Lo que se pide> Prosigue el texto sobre la imperfección humana en Teresa a partir de su última frase.

Texto proporcionado>
---

Esta imperfección no es sólo un dato de hecho.  Es también inevitable, es un dato que condiciona a la naturaleza humana, una experiencia necesaria.  En Su ofrenda a la Misericordia, Teresa preveía, con realismo, que algunas veces «caería por debilidad», pero sabía también que «todas nuestras justicias tienen manchas a los ojos de Dios» (cf.  Is 64, S). «Ninguna vida humana está exenta de faltas.» (CT 203.) «(Las almas) aun las más santas no serán perfectas sino en el cielo.» (Ms C, 28rº.) «El justo cae siete veces al día.» (Prov 24, 16.)

Tres meses antes de su muerte, nos encontramos con una confesión muy significativa, en la que se reconoce una profunda penetración psicológica sobre la insuficiencia inherente a todo hombre, y al mismo tiempo una fe llena de esperanza en la potencia liberadora de Dios: «Cuando recuerdo el tiempo del noviciado, veo cuán imperfecta era... Me angustiaba por tan poca cosa, que ahora me río. ¡Ah, qué bueno es el Señor, que hizo crecer a mi alma y le dio alas! (...) Más tarde, sin duda, el tiempo presente en que vivo me parecerá también lleno de imperfecciones.  Pero ahora ya no me sorprendo de nada.  No siento pena alguna al ver que soy la debilidad misma, al contrario, me glorío de ello (2Col 12, 5), y cuento con descubrir en mí cada día nuevas imperfecciones». (Ms C, 15rº.)

---

Datos proporcionados>
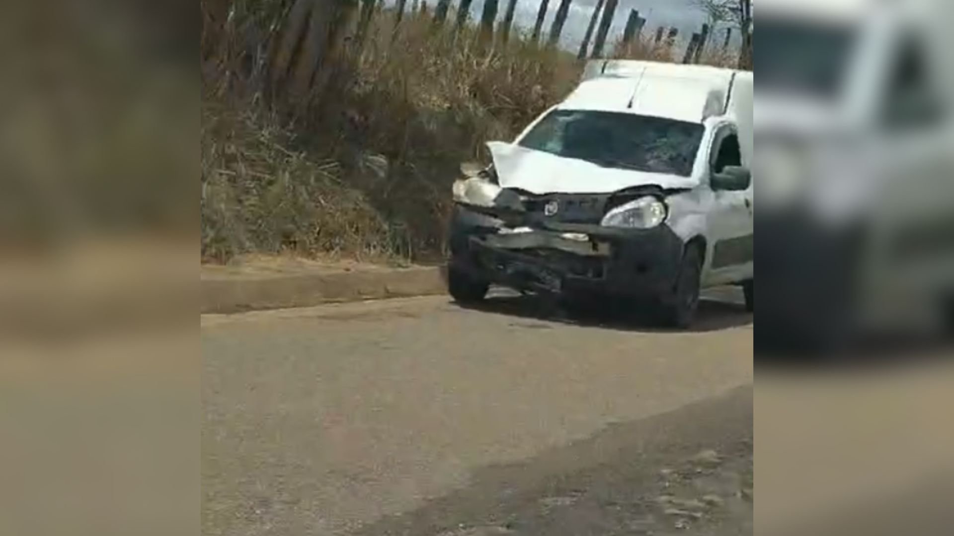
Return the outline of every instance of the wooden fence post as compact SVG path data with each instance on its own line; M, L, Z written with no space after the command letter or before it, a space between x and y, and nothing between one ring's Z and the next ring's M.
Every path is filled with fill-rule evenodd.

---

Respuesta al ejercicio>
2. DIOS, EL INIGUALABLE

 

 

Teresa está todavía confrontada con su propia insuficiencia por la infinitud misma de sus deseos de amor.  Amar, amar totalmente, infinitamente, sin límites: tal era, tal es, el sueño de la monja enclaustrada.  Para eso se ha hecho libre.  Para eso se ha hecho pobre del todo, desasida de sí misma.  Para eso ora y vela.  Este es su único fin.  Pero muy pronto adquiere «el sentido del Infinito».  El día de su profesión pide «el amor infinito, sin otro límite que Jesús mismo... el amor cuyo centro no sea yo sino tú».  En su Acto de Ofrenda suplica a Dios que le dé el «martirio» del «perfecto» amor.  El Manuscrito B habla de la «plenitud del amor» y evoca diez veces la «locura» de este amor.

El amor al que de tal modo se entrega, despierta en ella algo más todavía.  Descubre las posibilidades latentes que duermen en el fondo del corazón humano, el cual, por el amor, puede abrirse y florecer en plenitud. ¡El gusto del amor a Jesús y a los hombres comienza a hacer presa en esta joven mujer! ¡Aquí tampoco hay límites ni fin!. A cada acto de amor escucha una nueva llamada.  El deseo no deja de crecer y de agigantarse: «Al entregarse a Dios, el corazón no pierde su ternura natural; antes bien, esta ternura crece, haciéndose más pura y más divina. (Ms C, 9rº). «Compruebo con gozo que, amándole a él (a Jesús), se ha agrandado mi corazón, y se ha hecho (el corazón) capaz de dar a los que ama una ternura incomparablemente mayor que si se hubiese concentrado en un amor egoísta e infructuoso» (Ms C, 22rº).  Cada hartazgo de amor crea nueva sed y una mayor capacidad de beber.  Cada experiencia de amor que da y recibe suscita en Teresa una aspiración a vivir más intensamente todavía el amor.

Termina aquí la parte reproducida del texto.